(Beginning of Exercise passage)

Global AI Spending Surge to $500 Billion May Be Masking Deeper Economic Weakness, Economists Warn

By Harshit WASHINGTON — October 14, 2025

Global artificial intelligence spending is projected to soar to $375 billion in 2025 and surpass $500 billion by 2026, fueling GDP growth and investor optimism across markets. But beneath the surface, economists are warning that this AI-driven boom may be propping up an otherwise fragile global economy, raising fears of overreliance on technological investment to sustain growth.


AI Boom Reshapes Global Capital Flows

According to UBS, the rapid surge in AI investment is transforming economic priorities worldwide, shifting capital toward data infrastructure, cloud computing, and energy systems capable of supporting large-scale machine learning operations.

“It’s the start of trillions being spent in the buildout of the fourth Industrial Revolution,” said Dan Ives, managing director at Wedbush Securities. “Big Tech is doing the equivalent of building Las Vegas in the 1950s or Dubai 30 years ago — turning empty sand into the foundation of the future economy.”

Ives compared the current expansion to a massive infrastructure wave — from semiconductors to data centers — that could redefine how consumers and corporations interact with technology.


Economists Sound Recession Alarms

Despite the optimism, not everyone is convinced the boom is sustainable. A September 2025 analysis by Deutsche Bank warned that without AI-related investment, the U.S. economy might already be in recession.

(End of Exercise passage)
(Beginning of Entries provided)

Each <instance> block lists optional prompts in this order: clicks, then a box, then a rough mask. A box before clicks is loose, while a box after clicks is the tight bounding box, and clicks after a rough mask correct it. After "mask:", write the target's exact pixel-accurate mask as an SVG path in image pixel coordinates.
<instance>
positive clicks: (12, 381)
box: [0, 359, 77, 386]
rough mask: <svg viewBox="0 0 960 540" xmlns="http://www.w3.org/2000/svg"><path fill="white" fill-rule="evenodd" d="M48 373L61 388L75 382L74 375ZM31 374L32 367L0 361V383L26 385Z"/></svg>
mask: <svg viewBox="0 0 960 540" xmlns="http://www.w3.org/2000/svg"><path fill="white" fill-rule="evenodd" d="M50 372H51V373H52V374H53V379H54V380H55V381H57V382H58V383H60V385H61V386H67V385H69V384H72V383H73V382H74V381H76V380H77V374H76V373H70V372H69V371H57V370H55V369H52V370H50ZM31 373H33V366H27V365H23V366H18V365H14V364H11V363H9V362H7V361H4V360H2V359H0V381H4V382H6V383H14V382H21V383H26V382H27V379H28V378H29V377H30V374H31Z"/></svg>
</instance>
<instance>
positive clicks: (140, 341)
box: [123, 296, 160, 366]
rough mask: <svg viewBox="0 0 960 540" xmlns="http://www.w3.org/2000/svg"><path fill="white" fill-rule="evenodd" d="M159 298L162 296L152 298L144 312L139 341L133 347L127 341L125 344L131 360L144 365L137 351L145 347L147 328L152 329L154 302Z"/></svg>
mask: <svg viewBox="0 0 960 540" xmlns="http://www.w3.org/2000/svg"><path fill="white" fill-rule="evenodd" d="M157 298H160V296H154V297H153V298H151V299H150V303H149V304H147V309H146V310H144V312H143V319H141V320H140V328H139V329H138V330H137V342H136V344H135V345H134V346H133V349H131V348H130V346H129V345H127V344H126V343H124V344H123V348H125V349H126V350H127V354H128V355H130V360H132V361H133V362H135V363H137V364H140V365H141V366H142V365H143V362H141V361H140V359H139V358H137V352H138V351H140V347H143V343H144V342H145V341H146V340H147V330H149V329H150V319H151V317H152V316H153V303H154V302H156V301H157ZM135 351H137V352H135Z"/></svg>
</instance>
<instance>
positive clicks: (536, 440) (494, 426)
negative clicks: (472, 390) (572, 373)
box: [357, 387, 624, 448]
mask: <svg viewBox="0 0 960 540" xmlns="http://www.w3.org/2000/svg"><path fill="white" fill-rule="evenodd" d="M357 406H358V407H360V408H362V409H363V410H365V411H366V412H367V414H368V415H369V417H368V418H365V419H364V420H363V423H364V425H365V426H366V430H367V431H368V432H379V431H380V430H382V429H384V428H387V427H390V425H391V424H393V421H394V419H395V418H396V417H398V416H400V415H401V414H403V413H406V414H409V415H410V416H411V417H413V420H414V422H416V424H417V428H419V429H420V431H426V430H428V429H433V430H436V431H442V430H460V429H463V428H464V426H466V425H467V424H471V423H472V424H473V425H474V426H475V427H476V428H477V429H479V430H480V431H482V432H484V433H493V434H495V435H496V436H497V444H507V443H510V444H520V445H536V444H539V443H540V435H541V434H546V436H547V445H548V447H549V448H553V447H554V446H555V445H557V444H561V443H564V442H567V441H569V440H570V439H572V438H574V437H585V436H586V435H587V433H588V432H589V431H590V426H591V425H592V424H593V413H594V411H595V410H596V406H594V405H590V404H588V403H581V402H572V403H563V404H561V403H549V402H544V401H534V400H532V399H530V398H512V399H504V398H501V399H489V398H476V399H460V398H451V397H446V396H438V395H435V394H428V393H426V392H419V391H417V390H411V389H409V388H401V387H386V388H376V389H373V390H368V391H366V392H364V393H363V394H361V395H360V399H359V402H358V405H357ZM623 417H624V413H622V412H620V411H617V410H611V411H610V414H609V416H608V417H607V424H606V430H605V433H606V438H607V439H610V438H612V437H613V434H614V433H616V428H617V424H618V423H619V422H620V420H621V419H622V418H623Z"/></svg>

(End of Entries provided)

**Task prompt:** Condense the paragraph of the article on AI spending that begins "Global artificial intelligence spending is projected" into a short bulleted list of its main facts.

**Output of the task:**
- Global AI spending is projected to reach $375 billion in 2025 and to pass $500 billion by 2026.
- This spending is fueling GDP growth and investor optimism across markets.
- Economists warn that the AI-driven boom may be propping up an otherwise fragile global economy.
- This raises fears of overreliance on technological investment to sustain growth.